=== Tarefa curta 1 ===
Atualize as linhas da listagem, da linha que contém "Exercise. Point out every instance of the gray" até a linha que contém "point(59, 19)", trocando "white cloud" por "light cloud" e mantendo todo o resto inalterado.

=== Texto de origem ===

◆ ◆ ◆ ◆ ◆

A exemplo do que fazem empresas de bens de consumo de massa, como a anglo-holandesa Unilever, o Magazine decidiu despachar alguns executivos para a casa de potenciais clientes para que eles observassem, de perto, seus hábitos de consumo. Em março, o coordenador de marketing José Gustavo Cunha da Silva passou o dia na casa de Maria Aparecida de Almeida Gonçalves, uma dona-de-casa de 44 anos. Casada e com dois filhos, Maria Aparecida mora num conjunto habitacional de mais de 5 000 habitantes em São Mateus, bairro da zona leste — região que vai abrigar 12 novas lojas da rede. “Vi que os conjuntos habitacionais podem ser um bom lugar para estabelecer contato com potenciais compradores”, diz Cunha. Agora, ele estuda a montagem de quiosques dentro dos conjuntos da zona leste para anunciar produtos e oferecer cartões da loja. Alguns fabricantes também ajudaram a rede a entender o que oferecer aos novos consumidores e como abordá-los. A Positivo Informática, por exemplo, sugeriu produtos mais caros do que os geralmente comprados pelo Magazine. “Pela nossa experiência, a variedade é importante para o público de São Paulo”, diz Hélio Rotenberg, presidente da Positivo Informática. “Por isso, indicamos computadores acima de 2 000 reais e laptops de 3 000 reais.”

 

Todos os produtos comprados para abastecer as novas lojas estão sendo armazenados no centro de distribuição que o Magazine Luiza inaugurou em novembro de 2007 na rodovia dos Bandeirantes, no município de Louveira, a cerca de 70 quilômetros de São Paulo. Ele é o coração da operação da capital paulista. Com 55 000 metros quadrados (o equivalente a cinco campos de futebol), o enorme galpão estava com apenas 40% de sua capacidade preenchida até julho. Um mês depois já se aproximava da capacidade máxima. A logística do centro depende do andamento de duas pontas decisivas da operação de São Paulo: a compra de produtos e a finalização das obras. Com a demora em algumas das reformas das lojas, o transporte do estoque para as unidades ainda segue a passos lentos. “Os produtos chegam aqui em uma enxurrada e saem em gotas”, diz Carlos Gomes, diretor de logística da rede. Esse desequilíbrio tem tirado o sono de Gomes — literalmente. Dias atrás, o executivo acordou às 4 horas da manhã preocupado com os 35 caminhões que vinham descarregando produtos diariamente no depósito. Em poucos dias, o Magazine precisaria acelerar ainda mais os pedidos aos fornecedores e aumentar o total para até 80 caminhões por dia — mas muitas lojas ainda não teriam condições de receber as mercadorias. “Temos de acelerar para evitar uma avalanche de produtos chegando perto do dia da abertura”, afirma Gomes.

◆ ◆ ◆ ◆ ◆

=== A listagem ===
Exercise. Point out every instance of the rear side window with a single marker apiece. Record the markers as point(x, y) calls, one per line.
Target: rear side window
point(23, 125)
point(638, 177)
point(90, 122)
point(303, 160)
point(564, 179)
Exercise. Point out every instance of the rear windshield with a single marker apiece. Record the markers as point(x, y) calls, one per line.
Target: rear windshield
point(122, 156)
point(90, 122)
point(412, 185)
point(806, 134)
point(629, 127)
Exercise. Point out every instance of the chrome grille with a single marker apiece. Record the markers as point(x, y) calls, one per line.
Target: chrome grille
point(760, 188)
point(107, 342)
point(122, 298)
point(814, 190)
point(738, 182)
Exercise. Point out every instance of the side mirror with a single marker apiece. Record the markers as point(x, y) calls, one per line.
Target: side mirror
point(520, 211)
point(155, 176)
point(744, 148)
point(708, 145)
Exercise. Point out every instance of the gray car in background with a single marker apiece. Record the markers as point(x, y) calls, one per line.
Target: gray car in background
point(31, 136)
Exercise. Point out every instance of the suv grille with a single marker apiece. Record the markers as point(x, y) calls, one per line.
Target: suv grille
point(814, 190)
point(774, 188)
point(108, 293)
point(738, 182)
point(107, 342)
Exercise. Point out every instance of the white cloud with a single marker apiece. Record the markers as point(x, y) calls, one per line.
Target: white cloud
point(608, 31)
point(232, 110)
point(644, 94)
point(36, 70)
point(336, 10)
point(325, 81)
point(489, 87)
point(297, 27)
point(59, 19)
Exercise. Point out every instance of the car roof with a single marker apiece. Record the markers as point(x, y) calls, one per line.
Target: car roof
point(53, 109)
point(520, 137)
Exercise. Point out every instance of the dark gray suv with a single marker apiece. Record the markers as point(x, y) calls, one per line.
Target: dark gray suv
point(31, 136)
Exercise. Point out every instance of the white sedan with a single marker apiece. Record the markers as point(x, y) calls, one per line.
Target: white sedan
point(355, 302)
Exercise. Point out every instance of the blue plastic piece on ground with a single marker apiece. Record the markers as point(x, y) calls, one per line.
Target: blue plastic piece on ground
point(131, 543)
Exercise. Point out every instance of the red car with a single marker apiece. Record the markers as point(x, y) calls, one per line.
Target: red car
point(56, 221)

◆ ◆ ◆ ◆ ◆

=== Tarefa curta 2 ===
Segundo o texto sobre o Magazine Luiza, qual é a área do centro de distribuição inaugurado em Louveira?

=== Solução da tarefa 1 ===
Exercise. Point out every instance of the gray car in background with a single marker apiece. Record the markers as point(x, y) calls, one per line.
Target: gray car in background
point(31, 136)
Exercise. Point out every instance of the suv grille with a single marker apiece. Record the markers as point(x, y) calls, one per line.
Target: suv grille
point(814, 190)
point(774, 188)
point(108, 293)
point(738, 182)
point(107, 342)
Exercise. Point out every instance of the light cloud with a single marker apiece. Record the markers as point(x, y) calls, one per line.
Target: light cloud
point(608, 31)
point(232, 110)
point(644, 94)
point(36, 70)
point(336, 10)
point(325, 81)
point(489, 87)
point(297, 27)
point(59, 19)

=== Solução da tarefa 2 ===
55 000 metros quadrados, o equivalente a cinco campos de futebol.